# Directions:
Every line containing the string "dark" is to be copied from the records.

**** Data supplied ****

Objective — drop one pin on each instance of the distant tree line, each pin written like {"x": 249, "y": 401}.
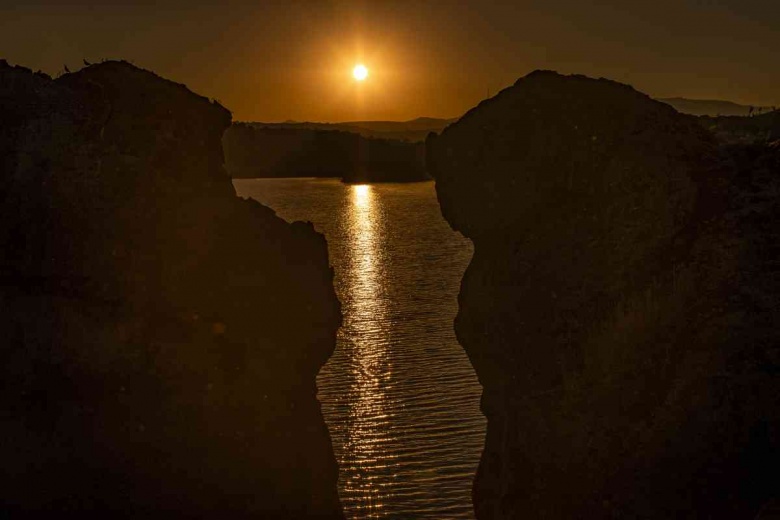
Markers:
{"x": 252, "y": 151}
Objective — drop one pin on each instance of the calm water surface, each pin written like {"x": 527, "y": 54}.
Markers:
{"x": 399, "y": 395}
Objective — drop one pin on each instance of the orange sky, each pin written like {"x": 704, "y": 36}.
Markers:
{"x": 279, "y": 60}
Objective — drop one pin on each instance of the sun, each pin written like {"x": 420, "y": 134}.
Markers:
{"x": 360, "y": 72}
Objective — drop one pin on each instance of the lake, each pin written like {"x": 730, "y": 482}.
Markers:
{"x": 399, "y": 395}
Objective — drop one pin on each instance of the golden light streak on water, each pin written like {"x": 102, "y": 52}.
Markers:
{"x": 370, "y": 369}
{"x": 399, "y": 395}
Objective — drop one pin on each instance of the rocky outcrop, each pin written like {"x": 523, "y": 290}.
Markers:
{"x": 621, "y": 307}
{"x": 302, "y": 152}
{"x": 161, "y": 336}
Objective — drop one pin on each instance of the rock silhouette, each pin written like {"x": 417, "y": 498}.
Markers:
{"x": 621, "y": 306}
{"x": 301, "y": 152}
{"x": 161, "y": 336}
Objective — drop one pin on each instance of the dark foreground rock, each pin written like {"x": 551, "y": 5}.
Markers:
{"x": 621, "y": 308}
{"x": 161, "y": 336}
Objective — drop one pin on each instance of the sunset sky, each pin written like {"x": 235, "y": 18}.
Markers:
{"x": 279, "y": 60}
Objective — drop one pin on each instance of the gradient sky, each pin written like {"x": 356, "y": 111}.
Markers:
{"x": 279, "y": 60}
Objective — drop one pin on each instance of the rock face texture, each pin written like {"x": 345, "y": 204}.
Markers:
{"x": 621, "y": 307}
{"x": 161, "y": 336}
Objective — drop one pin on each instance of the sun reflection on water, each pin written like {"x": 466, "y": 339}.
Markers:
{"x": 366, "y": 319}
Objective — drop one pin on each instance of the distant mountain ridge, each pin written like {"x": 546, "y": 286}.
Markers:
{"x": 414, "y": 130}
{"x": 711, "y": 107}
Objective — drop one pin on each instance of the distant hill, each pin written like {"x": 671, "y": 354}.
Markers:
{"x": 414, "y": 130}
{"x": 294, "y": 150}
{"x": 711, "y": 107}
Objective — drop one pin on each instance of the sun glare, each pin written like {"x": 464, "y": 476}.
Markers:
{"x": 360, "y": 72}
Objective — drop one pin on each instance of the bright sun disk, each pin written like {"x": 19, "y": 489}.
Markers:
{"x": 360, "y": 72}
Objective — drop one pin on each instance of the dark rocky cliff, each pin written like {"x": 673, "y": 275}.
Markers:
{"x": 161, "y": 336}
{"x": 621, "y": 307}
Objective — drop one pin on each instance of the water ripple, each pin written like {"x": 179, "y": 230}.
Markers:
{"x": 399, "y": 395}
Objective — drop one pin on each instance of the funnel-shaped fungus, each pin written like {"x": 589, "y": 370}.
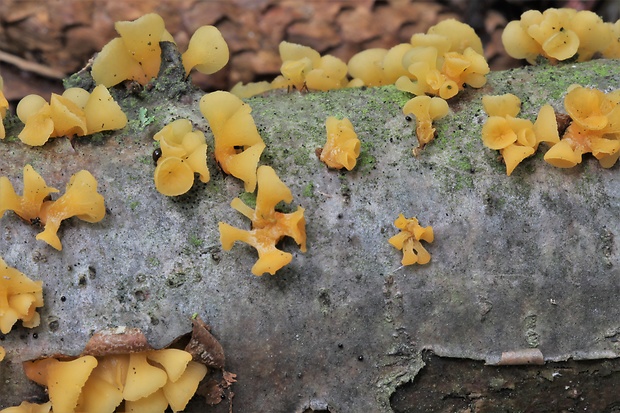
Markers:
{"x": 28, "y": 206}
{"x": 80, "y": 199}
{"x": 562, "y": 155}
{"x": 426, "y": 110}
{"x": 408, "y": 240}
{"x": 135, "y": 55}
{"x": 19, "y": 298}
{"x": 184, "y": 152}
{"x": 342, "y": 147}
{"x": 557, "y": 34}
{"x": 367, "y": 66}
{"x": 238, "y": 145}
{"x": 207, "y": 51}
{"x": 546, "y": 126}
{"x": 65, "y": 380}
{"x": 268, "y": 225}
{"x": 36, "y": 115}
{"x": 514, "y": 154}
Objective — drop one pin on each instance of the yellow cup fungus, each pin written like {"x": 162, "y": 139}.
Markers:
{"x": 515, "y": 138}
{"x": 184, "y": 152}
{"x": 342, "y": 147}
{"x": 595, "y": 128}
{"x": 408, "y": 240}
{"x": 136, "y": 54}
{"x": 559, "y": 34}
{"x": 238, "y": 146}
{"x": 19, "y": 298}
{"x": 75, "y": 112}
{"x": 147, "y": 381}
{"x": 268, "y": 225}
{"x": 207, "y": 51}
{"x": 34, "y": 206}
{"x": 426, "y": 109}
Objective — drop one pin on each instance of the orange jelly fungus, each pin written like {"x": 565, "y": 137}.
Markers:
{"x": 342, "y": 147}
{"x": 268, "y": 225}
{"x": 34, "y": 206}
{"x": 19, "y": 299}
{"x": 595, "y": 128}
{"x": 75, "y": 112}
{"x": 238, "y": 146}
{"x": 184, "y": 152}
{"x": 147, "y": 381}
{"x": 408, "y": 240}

****

# Output for this exercise:
Objective — drop one pin on each instance of the dark foreground rock, each pin written like {"x": 551, "y": 5}.
Objective — drop one pin on each instance of the dark rocky cliff, each pin written like {"x": 673, "y": 275}.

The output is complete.